Start of Block

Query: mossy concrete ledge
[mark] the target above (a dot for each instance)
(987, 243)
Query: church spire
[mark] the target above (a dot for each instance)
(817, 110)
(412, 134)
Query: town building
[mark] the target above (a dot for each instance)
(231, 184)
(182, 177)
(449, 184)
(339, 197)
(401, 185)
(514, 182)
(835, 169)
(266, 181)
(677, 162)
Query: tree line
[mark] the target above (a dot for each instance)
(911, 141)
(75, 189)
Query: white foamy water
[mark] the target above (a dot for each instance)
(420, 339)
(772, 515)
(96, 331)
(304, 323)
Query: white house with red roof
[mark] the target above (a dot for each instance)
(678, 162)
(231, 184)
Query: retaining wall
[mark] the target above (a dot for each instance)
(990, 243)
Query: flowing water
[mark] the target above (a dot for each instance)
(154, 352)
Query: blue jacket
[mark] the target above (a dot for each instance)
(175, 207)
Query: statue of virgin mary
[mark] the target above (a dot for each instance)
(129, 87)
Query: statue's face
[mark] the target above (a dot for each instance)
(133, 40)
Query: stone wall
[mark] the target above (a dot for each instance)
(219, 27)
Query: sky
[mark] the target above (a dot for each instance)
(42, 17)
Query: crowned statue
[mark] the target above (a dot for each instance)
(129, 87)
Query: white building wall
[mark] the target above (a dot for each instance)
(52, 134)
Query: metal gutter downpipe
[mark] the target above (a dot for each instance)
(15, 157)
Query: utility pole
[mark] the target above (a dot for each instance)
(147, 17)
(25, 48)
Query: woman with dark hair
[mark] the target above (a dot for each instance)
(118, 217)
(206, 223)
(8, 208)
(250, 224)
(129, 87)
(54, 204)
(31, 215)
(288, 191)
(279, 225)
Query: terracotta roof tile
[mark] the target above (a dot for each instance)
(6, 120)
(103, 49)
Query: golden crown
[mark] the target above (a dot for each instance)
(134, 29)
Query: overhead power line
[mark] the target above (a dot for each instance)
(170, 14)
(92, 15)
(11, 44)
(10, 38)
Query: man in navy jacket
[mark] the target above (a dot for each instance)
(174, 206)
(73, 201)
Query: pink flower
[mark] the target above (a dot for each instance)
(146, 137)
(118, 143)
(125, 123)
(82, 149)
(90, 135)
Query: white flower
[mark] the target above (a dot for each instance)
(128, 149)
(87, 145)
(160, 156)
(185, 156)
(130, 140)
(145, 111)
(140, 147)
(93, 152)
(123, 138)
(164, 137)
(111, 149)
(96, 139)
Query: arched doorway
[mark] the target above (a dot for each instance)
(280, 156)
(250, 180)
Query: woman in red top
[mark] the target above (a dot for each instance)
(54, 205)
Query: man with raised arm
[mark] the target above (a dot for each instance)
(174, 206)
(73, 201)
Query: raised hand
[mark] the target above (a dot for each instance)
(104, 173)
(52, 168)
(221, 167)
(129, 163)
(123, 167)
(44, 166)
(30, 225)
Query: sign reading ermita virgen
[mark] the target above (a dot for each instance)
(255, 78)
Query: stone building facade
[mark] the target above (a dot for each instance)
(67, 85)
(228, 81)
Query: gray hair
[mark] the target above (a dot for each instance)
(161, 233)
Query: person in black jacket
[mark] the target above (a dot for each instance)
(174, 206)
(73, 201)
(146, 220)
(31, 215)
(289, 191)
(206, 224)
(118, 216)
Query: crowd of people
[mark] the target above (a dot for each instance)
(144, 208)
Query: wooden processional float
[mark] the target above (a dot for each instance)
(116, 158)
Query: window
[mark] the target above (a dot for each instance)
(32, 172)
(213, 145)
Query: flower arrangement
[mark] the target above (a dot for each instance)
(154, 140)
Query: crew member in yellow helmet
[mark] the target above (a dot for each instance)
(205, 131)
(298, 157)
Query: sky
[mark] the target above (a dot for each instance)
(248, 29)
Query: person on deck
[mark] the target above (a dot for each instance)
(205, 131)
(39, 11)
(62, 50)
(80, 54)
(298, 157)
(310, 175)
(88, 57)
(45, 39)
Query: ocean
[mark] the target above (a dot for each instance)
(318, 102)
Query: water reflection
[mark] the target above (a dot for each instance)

End of Block

■ Exercise: Repeat exactly the lines of the data from the first one through the line with "Query: statue's face", both of them included.

■ Result for this task:
Query: mossy concrete ledge
[mark] the target above (a dot for each instance)
(987, 243)
Query: church spire
[mark] the target above (a dot for each instance)
(817, 110)
(412, 134)
Query: town building
[mark] the target above (a dot for each instance)
(231, 184)
(182, 177)
(449, 184)
(339, 197)
(401, 185)
(514, 182)
(835, 169)
(266, 181)
(677, 162)
Query: tree line
[mark] the target above (a dot for each instance)
(911, 141)
(75, 189)
Query: white foamy water
[mark] the target above (a dot for each instance)
(420, 339)
(772, 515)
(96, 331)
(304, 323)
Query: white house with red roof
[mark] the target above (a dot for each instance)
(678, 162)
(231, 184)
Query: retaining wall
[mark] the target above (a dot for each instance)
(990, 243)
Query: flowing water
[mark] the target above (a dot for each instance)
(154, 352)
Query: blue jacket
[mark] the target above (a dot for each instance)
(175, 207)
Query: statue of virgin mary
[mark] the target above (a dot for each instance)
(129, 87)
Query: statue's face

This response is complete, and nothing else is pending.